- What the task requires
In the entries below, how many lines contain the string "green"? Give the number by itself.

[Opening Dataset content section]

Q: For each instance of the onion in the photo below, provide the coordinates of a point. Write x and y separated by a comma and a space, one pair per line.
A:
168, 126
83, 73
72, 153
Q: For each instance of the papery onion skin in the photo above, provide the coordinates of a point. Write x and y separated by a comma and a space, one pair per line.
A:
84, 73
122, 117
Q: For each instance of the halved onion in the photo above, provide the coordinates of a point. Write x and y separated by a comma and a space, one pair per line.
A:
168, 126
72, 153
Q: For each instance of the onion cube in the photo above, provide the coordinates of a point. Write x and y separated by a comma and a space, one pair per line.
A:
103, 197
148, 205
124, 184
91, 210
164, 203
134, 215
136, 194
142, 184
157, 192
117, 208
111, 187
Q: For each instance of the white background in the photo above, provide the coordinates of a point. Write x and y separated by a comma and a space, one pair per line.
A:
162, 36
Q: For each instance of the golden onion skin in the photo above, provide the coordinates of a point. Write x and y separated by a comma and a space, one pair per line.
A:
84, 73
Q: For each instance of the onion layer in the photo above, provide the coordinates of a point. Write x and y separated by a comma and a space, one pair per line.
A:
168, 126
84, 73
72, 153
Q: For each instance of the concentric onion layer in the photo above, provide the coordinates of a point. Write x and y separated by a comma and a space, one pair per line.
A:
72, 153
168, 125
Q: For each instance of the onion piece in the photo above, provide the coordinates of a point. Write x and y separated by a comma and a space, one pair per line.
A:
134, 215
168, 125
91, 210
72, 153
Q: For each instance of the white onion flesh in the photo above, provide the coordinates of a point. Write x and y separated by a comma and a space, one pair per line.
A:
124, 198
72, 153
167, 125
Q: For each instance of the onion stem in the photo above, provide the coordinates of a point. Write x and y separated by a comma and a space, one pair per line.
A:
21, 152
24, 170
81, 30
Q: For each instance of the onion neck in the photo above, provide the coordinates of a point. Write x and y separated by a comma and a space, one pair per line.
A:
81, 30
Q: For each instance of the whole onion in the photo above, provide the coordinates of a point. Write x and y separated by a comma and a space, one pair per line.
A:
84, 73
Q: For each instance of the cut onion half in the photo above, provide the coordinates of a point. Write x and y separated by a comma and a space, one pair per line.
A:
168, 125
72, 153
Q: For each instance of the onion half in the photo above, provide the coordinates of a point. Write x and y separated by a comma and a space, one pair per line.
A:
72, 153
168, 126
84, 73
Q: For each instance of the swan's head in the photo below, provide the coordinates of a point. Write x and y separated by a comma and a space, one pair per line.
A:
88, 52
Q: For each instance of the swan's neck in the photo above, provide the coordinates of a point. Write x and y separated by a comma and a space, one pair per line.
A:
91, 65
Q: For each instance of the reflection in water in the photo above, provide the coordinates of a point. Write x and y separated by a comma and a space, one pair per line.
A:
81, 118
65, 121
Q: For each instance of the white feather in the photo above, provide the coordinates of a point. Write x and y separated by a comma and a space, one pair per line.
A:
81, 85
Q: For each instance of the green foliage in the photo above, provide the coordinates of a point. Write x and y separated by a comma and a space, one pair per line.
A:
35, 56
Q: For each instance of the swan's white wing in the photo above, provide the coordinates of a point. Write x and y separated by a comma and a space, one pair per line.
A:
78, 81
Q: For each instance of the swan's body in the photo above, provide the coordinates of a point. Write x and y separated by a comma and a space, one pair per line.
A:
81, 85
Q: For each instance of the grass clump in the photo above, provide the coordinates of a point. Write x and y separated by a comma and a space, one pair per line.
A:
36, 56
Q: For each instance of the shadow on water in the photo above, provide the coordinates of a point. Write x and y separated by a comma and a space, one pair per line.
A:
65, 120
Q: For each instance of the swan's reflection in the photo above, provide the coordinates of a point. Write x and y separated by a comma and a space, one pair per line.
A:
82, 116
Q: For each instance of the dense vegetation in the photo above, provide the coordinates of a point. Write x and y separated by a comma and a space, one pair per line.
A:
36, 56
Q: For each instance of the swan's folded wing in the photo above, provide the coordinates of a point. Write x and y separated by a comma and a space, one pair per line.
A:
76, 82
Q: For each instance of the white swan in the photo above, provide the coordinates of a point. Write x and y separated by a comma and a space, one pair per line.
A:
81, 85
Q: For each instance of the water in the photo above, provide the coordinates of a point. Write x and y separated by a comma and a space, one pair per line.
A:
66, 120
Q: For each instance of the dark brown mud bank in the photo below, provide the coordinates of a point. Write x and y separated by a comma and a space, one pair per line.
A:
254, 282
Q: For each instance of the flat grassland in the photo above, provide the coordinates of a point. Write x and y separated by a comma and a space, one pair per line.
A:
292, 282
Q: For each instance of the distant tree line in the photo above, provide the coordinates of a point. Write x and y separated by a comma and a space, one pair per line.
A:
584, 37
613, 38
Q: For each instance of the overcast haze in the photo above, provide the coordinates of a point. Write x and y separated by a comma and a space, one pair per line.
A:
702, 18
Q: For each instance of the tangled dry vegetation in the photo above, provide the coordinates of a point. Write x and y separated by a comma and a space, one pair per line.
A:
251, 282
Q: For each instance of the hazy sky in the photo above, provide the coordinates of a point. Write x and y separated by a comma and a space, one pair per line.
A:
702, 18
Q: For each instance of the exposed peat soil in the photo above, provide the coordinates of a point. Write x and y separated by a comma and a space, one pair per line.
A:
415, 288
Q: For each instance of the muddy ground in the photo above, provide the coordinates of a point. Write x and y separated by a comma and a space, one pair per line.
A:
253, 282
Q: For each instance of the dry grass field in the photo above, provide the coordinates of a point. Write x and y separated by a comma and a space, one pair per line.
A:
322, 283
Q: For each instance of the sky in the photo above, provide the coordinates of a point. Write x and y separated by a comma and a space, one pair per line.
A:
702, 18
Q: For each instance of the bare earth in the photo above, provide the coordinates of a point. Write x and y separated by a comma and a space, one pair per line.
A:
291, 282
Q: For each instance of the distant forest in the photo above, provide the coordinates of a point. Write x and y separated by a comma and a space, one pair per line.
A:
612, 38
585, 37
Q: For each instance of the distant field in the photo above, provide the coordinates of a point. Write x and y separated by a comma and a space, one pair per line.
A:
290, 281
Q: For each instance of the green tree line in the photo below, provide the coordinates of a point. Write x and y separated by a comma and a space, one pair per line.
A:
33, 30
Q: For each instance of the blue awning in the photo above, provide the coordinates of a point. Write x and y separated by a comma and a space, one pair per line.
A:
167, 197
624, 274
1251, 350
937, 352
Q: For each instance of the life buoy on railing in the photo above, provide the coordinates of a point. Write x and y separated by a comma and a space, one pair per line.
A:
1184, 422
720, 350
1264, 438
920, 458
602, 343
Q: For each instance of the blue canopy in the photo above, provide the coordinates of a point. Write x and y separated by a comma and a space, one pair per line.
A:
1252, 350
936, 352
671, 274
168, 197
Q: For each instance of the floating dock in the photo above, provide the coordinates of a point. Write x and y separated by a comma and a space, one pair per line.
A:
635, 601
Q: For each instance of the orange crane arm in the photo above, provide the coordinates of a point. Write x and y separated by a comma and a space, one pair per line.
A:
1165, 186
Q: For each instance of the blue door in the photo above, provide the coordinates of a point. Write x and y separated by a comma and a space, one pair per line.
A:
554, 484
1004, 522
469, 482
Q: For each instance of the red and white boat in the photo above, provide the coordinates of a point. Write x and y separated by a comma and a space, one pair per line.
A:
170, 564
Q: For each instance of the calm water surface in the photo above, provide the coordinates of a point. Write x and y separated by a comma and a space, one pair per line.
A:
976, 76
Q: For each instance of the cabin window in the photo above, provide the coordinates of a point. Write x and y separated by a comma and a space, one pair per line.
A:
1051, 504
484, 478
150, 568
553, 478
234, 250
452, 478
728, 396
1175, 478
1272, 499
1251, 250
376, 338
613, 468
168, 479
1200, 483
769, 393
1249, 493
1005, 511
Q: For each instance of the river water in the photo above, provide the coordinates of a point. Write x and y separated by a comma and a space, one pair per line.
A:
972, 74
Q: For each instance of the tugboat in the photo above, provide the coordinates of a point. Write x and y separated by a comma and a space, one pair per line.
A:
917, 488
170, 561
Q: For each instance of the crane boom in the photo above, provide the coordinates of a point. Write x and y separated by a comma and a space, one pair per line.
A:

[Closing Dataset content section]

- Result of the task
2